** Opening TEXT EXCERPT block **

Orthopedic-device makers continue to bounce back. The companies have been hurt in the past by pricing pressures on their artificial joints and government investigations of their business practices. Now, however, some experts sense relief on the way -- and, in fact, believe that the companies could be poised for their strongest performance in years. Wachovia analyst Michael Matson kicked off 2007 with an upgrade of the entire sector -- and a special endorsement of industry leader Zimmer ( ZMH) -- in anticipation of that rally. "We expect 2007 to be a better year for the orthopedics firms, particularly the larger ones, given stable pricing and mix, less reimbursement uncertainty, an improved product cycle and favorable exchange rates," Matson wrote on Wednesday. Meanwhile, "we believe it is possible but unlikely that (industry probes) will be resolved during 2007. A resolution of the cases could be a positive catalyst since it would remove a major overhang" on the group. Matson says prices for reconstructive joints -- pressured downward last year -- could actually rise by as much as 3% in 2007. For starters, he says, Medicare has stepped up its payments for joint-replacement surgeries this year. Before, he notes, Medicare offered more modest increases that failed to offset the rising cost of joint implants used in the operations. Thus, he adds, hospitals started to lose money on some Medicare joint-replacements and pressured device makers to lower their prices as a result.

** Closing TEXT EXCERPT block **
** Opening LISTED ENTRIES block **

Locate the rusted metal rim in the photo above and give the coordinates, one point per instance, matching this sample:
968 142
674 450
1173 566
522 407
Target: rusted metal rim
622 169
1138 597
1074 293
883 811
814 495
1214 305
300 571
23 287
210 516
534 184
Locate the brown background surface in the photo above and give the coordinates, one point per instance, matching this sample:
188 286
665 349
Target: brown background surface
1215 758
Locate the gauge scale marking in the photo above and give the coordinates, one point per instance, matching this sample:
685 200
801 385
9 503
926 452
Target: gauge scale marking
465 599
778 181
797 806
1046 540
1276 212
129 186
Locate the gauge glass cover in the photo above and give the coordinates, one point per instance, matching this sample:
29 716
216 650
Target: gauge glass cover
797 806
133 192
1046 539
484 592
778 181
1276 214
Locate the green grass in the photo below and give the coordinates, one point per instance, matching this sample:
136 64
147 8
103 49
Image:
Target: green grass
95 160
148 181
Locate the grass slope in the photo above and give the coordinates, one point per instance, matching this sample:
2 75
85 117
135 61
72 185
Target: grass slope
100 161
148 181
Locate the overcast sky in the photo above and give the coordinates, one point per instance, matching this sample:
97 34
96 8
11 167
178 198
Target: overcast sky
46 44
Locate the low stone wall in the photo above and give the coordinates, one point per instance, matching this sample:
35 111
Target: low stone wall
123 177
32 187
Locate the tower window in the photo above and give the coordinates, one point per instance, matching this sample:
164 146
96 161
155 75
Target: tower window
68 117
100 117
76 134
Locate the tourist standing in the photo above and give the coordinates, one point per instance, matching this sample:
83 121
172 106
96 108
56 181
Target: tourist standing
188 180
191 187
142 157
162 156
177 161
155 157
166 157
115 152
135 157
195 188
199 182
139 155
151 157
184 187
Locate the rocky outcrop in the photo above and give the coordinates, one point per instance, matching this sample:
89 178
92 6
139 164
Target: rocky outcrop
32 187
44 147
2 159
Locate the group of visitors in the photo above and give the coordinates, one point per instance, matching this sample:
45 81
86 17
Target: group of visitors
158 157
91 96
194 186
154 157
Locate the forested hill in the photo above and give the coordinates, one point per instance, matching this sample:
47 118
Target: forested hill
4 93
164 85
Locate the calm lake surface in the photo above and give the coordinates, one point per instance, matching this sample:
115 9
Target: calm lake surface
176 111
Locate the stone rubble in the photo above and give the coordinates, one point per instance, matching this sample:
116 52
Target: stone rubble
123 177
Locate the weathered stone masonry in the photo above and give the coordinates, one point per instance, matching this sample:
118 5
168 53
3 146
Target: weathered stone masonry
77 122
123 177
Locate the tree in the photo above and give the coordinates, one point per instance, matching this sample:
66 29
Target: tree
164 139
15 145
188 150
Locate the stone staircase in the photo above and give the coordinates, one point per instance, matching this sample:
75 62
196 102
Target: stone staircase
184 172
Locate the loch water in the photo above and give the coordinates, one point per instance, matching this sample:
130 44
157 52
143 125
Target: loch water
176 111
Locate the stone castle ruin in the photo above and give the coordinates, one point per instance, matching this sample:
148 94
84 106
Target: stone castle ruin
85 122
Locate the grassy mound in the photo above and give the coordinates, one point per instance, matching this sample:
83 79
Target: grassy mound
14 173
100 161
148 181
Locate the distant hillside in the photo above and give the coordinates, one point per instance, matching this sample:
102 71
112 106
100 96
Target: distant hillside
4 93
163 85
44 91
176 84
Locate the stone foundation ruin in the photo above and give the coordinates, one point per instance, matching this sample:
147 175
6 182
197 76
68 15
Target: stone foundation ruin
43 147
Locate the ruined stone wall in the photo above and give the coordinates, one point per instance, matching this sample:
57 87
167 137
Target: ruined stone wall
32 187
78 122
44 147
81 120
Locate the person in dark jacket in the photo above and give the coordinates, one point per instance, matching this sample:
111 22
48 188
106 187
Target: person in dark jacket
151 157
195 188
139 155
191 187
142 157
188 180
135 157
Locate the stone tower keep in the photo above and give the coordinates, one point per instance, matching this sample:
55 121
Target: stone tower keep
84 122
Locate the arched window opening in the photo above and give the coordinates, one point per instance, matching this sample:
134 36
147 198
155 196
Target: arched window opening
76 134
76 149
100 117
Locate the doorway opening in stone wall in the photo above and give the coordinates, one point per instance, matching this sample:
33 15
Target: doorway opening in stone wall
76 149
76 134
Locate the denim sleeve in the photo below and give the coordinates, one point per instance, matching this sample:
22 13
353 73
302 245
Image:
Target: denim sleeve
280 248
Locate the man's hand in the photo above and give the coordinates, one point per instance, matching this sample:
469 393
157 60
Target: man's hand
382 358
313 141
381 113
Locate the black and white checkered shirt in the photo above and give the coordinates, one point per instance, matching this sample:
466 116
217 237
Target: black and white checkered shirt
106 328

** Closing LISTED ENTRIES block **

__CHECK YOUR UNDERSTANDING__
1) Answer these questions from the orthopedic-device article:
(a) Which company did the Wachovia analyst single out for a special endorsement?
(b) By how much could prices for reconstructive joints rise in 2007?
(c) What did hospitals push device makers to do after losing money on some Medicare joint-replacements?
2) Extend the orthopedic-device article from the point where it stops.
The items have nothing to do with the orthopedic-device article.

__OUTPUTS IN ORDER__
1)
(a) Zimmer (ZMH).
(b) By as much as 3%.
(c) Lower their prices.

2)
But by now, Matson says, many larger hospital systems have already implemented cost-control programs -- widely criticized by orthopedic surgeons -- that will probably not be repeated going forward. Still, he adds, smaller hospital companies have started testing similar programs that could pressure, but not worsen, orthopedic prices this year. Matson looks for product mix, boosted by a string of new and pricier offerings, to help the industry out. He highlights hip-resurfacing systems, which offer an alternative to total hip replacements, as the biggest driver. But "not all companies will have hip-resurfacing products during 2007," he adds. "And those that do not may see slower growth in their hip business." Smith & Nephew ( SNN) introduced the first hip-resurfacing system to the U.S. market last year. Wright Medical ( WMGI) hopes to follow up with its own hip resurfacing system very soon. Matson recommends Wright, his favorite small-cap pick, as a turnaround story with potential upside from its new offering. His firm owns at least 1% of Wright's shares itself and hopes to secure investment banking business from the company going forward. This week, Matson started recommending industry giant Zimmer as well. He notes that Zimmer will soon start touting an important new product of its own. "Zimmer plans to launch a massive direct-to-consumer (DTC) ad campaign around its Gender Solutions knee in early 2007," Mason wrote when upgrading the company's stock from neutral to overweight on Wednesday. "We view this as a bullish sign for the entire industry since past orthopedic DTC campaigns have tended to drive increased growth across the industry."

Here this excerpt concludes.